(Directive):
Exclude the pictures; give every entry again exactly as written.

==== Given records ====

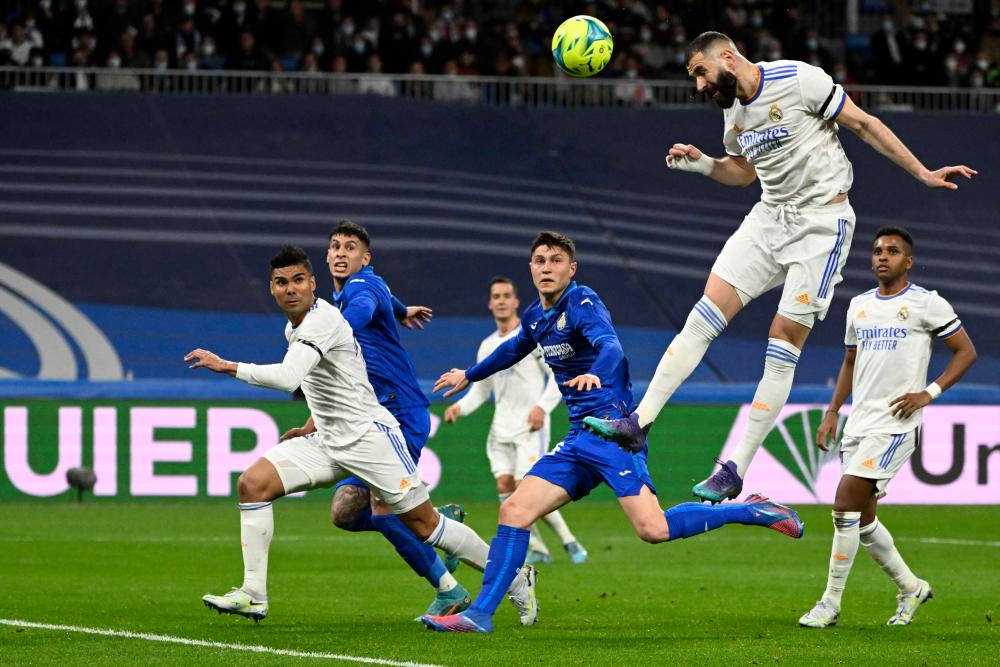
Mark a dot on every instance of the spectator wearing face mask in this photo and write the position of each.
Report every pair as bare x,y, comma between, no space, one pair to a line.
887,53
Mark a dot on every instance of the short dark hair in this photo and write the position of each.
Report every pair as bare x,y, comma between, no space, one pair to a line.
704,41
555,240
895,231
348,227
290,255
502,280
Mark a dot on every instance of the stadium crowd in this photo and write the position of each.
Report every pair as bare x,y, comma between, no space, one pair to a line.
913,45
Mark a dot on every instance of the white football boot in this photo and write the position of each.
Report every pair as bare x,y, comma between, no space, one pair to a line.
907,604
823,615
238,602
522,595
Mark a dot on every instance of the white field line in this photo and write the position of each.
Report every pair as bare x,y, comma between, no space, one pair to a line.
207,644
771,536
171,538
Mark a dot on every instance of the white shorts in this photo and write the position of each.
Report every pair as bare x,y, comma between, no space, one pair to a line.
876,457
803,249
515,457
379,457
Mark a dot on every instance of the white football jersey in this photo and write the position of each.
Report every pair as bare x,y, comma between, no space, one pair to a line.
516,390
894,336
325,360
787,130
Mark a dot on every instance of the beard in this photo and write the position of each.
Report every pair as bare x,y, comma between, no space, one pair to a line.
726,87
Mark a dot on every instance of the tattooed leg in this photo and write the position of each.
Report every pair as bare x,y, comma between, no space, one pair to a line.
351,508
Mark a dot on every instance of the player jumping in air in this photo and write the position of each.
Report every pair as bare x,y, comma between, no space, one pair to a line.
372,311
353,435
890,333
579,343
780,126
525,394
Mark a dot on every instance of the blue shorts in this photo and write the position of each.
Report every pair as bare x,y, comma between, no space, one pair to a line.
415,423
582,461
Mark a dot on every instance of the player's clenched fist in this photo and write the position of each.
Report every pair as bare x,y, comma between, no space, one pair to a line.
451,414
827,430
210,360
686,157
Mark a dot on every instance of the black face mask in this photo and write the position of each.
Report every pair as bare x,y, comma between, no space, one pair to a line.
726,87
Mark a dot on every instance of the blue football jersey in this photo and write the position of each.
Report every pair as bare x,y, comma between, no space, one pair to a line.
571,335
367,304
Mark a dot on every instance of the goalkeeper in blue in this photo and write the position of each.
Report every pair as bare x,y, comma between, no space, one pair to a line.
579,343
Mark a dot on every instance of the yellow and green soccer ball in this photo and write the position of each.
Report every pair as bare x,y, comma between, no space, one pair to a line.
582,46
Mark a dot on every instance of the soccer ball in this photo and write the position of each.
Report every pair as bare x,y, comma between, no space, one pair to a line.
582,46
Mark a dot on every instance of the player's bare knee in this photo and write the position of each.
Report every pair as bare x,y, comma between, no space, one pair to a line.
250,488
652,532
514,513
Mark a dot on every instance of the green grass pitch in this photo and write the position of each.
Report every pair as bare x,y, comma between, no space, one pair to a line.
729,598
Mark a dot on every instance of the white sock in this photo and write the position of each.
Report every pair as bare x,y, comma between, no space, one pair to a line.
460,540
256,530
845,545
535,541
878,542
681,357
772,394
558,524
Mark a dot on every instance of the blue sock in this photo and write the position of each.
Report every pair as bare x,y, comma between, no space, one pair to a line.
421,557
362,522
690,519
507,552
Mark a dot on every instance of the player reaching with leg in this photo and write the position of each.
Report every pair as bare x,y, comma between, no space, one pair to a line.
520,431
353,435
780,126
890,333
579,343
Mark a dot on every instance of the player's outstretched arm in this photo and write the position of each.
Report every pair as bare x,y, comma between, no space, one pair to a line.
205,359
963,355
876,134
845,384
729,170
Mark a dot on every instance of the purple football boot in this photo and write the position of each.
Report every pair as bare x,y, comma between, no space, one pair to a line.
724,484
624,431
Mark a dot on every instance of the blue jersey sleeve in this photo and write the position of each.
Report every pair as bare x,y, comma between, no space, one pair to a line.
594,322
509,353
398,308
360,309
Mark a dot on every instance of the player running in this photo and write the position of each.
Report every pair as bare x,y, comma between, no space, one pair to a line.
372,311
780,126
578,340
525,394
890,334
354,435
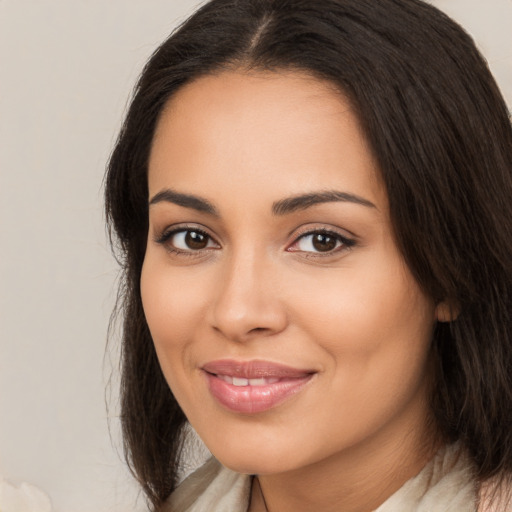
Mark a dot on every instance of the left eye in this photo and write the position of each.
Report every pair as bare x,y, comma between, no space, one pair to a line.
319,242
190,240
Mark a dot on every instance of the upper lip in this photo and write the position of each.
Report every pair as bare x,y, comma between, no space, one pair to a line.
254,369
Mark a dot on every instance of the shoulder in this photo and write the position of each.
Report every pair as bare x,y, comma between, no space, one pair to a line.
211,487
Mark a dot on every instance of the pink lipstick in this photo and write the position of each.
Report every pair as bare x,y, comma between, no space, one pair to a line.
254,386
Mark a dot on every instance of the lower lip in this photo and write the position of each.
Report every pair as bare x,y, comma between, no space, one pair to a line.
254,399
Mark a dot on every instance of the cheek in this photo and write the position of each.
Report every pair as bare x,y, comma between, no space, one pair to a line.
171,306
372,325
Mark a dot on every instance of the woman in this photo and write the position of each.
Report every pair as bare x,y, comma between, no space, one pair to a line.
312,204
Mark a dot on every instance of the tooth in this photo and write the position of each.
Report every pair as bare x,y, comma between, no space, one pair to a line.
258,382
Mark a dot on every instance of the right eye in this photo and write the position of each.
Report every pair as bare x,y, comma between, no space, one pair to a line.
187,240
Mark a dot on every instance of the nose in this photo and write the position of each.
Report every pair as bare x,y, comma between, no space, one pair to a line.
247,303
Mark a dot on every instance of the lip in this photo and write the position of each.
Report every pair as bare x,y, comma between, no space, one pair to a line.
272,384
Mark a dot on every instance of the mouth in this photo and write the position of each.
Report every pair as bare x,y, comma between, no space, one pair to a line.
255,386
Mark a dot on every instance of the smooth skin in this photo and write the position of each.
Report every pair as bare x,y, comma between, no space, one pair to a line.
234,274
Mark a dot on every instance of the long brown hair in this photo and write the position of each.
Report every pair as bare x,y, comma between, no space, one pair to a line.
441,133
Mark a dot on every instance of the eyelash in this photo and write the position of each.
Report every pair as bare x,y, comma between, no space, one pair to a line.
345,242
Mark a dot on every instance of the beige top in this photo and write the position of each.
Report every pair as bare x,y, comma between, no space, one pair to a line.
445,484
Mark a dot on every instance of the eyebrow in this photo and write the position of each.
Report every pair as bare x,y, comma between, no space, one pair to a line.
305,201
185,200
282,207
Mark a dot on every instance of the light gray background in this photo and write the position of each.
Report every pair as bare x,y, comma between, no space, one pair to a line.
66,70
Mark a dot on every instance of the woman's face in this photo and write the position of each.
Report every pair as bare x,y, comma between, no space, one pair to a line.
285,320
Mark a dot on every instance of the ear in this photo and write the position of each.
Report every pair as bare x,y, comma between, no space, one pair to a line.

====

(Output):
Mark a dot on every instance of the spectator wearing face mask in this photo and write the position of each.
Report every pair as bare x,y, comma between, no space, one pair to a line.
887,53
Mark a dot on every instance of the short dark hair in this photo and write the position of each.
Report every pair as bare x,y, comma between, no space, one pair to a line.
704,41
555,240
895,231
348,227
290,255
502,280
Mark a dot on every instance of the stadium crowd in this photo and write the position of each.
Report every pair as bare x,y, comma between, no space, one pair to a line.
913,45
Mark a dot on every instance of the white football boot in this photo and write the position of each.
Report every pair as bare x,y, comma between, no space, one pair to a line.
907,604
823,615
238,602
522,595
Mark a dot on every instance of the white field line in this photo and write the position of each.
Report every pair as bare x,y, comma between, no space, one pair to a line.
207,644
771,536
171,538
Mark a dot on every instance of the white shorts in this photo and write the position of each.
Report every pair as bare x,y, comma between, no space, one pair to a line.
876,457
803,249
515,457
379,457
Mark a dot on every instance of the white football jersey in this photo and write the position of each.
Report every pair as bare x,y, comma between, no space, one pair to a line.
516,390
894,336
325,360
787,130
Mark a dot on every instance of the beard in this photo and write the position of each.
Report every pair as bare x,y, comma between, no space, one pair to a line.
726,87
Mark a dot on every instance of the tattooed leg in this photo and write the position of each.
Report every pair as bare x,y, comma between, no space, one pair to a line.
351,508
Mark a dot on every instance of the player jumping in air in this photo and write the position of each.
Report every pair as bare x,y, comma between, no space, one pair to a line.
372,311
353,435
890,333
579,343
780,126
525,394
Mark a dot on every instance of the blue shorts in this photo and write the position of each.
Report every pair as bare x,y, comma between, no space, one pair to a line.
415,423
582,461
Mark a dot on every instance of the player's clenched fist in this photo and write the position of each.
Report every pair as bare x,y, comma between, no space, one pair to a line.
451,414
827,430
210,360
686,157
Mark a dot on every instance of the black face mask in this photo and write the position of each.
Report every pair as bare x,y, comma between, no space, one pair to a line.
726,87
Mark a dot on every instance of the blue football jersey in this photo and write the position of each.
Report every pair as bare x,y, comma between, no space, one pair to a line.
571,335
367,304
Mark a dot on every instance of the goalkeeper in blue in this photo and write the position of each.
Report every pair as bare x,y, comma between, no space, one pair to a line.
579,343
Mark a dot on every instance of the yellow and green soccer ball in this photo and write the position of each.
Report every pair as bare x,y, comma between, no space, one pair to a line.
582,46
Mark a dot on every instance of the soccer ball in this photo and write the position of each.
Report every pair as bare x,y, comma between, no space, one pair to a line.
582,46
Mark a dot on every instance of the player's bare knee in this photo and write the position of each.
Report every pair as bare x,y, comma between, no space, one pair to a line.
250,488
652,532
514,513
Mark a dot on every instance of the green grass pitch in this photo and write the position of each.
Report every pair as bare x,y, comma between, no space, one pair to a line.
729,598
Mark a dot on every instance of the white sock in this photo and write the position of each.
Report every pair as bare x,y, comma between, no space, one pair to a line.
460,540
256,530
845,545
535,541
878,542
681,357
772,394
558,524
Mark a dot on every instance of the blue sock in this photo and write the position of each.
Report every pair as bare x,y, comma between, no space, one pair to a line.
421,557
362,522
690,519
507,552
Mark a dot on every instance of the player reaching with leg in this photo and write the position of each.
Report every pair as bare x,y, comma between, no space, one pair to a line.
520,431
353,435
780,126
890,333
579,343
Mark a dot on every instance of the player's outstretched arm in this photo and write the position of each.
Report every pair as bare x,y, comma between, no space, one pair to a line.
205,359
963,355
876,134
845,384
729,170
Mark a dot on every instance of the purple football boot in this photo and write the position of each.
Report every pair as bare x,y, comma between, no space, one pair to a line.
724,484
624,431
Mark a dot on every instance of the blue jersey sleeve in this photo and write the position of each.
Report every pair as bare x,y, comma between, no space, one pair to a line.
594,322
509,353
398,308
360,309
Mark a dot on every instance of the player running in this photo and write the position of each.
Report every pair as bare x,y, comma between, no space, one pair to a line.
372,311
780,126
578,340
525,394
890,334
354,435
Mark a dot on every instance of the left eye in this photo and write the position of each.
Report every pair as bare x,y, comma between, no space, one pair to a line.
319,242
190,240
Mark a dot on every instance of the upper lip in this photo and write the position of each.
Report every pair as bare x,y, comma between, no space, one pair to a line.
254,369
Mark a dot on every instance of the shoulder in this photo and write the position of each.
Report every pair as bare x,y, comma between, no space, one pair to a line.
211,487
Mark a dot on every instance of the pink lipstick in this photo and write the position of each.
Report every pair as bare x,y, comma between, no space, one pair to a line.
254,386
Mark a dot on every instance of the lower lip in this photo and write the position of each.
Report every pair as bare x,y, comma between, no space, one pair to a line.
254,399
Mark a dot on every instance of the cheek in this photo and write the position of each.
Report every pair as bare x,y, comma between, no space, one pair to a line.
171,306
372,325
Mark a dot on every instance of the woman in this photo and write the position of each.
Report every pair as bare x,y, comma between, no space, one pair to a line.
312,204
Mark a dot on every instance of the tooth in this photo and write the position of each.
Report every pair as bare x,y, comma between, no space, one pair to a line.
258,382
Mark a dot on every instance of the right eye in this photo and write the position of each.
Report every pair as bare x,y, comma between, no space, one pair to a line.
187,240
Mark a dot on every instance of the nose in this photo and write the position of each.
Report every pair as bare x,y, comma between, no space, one pair to a line.
247,303
Mark a dot on every instance of the lip in this photo and write the position of each.
Report every pair as bare x,y, comma between, no space, one pair to a line.
272,384
Mark a dot on every instance of the mouth in this photo and write the position of each.
Report every pair as bare x,y, comma between, no space, one pair to a line.
255,386
Mark a dot on every instance of the smooth skin in this photo and write the position of each.
Report every pair as bare x,y, comma between, no space, one pair to a line.
234,274
Mark a dot on every instance of the long brown hair in this photo and write the position of each.
Report every pair as bare x,y, comma between, no space, one pair to a line.
441,133
Mark a dot on every instance of the eyelash in this photo and write the position of each.
Report every pair as bare x,y, comma between, no space, one pair to a line.
345,242
Mark a dot on every instance of the beige top in this photo and write the position of each.
Report every pair as bare x,y, comma between, no space, one pair to a line.
445,484
Mark a dot on every instance of the eyebrow in this photo and write the position of each.
Report every pair as bare x,y, comma between, no space, one pair to a line.
305,201
185,200
282,207
Mark a dot on every instance of the light gray background in this photo and write the position of each.
Report every pair as bare x,y, comma between, no space, one pair to a line.
66,70
Mark a dot on every instance of the woman's face in this photo and write the position of each.
Report every pair as bare x,y, comma between, no space, one pair to a line.
285,320
Mark a dot on every instance of the ear in this photo and write the position of each.
Report every pair as bare x,y, comma between, no space, one pair to a line.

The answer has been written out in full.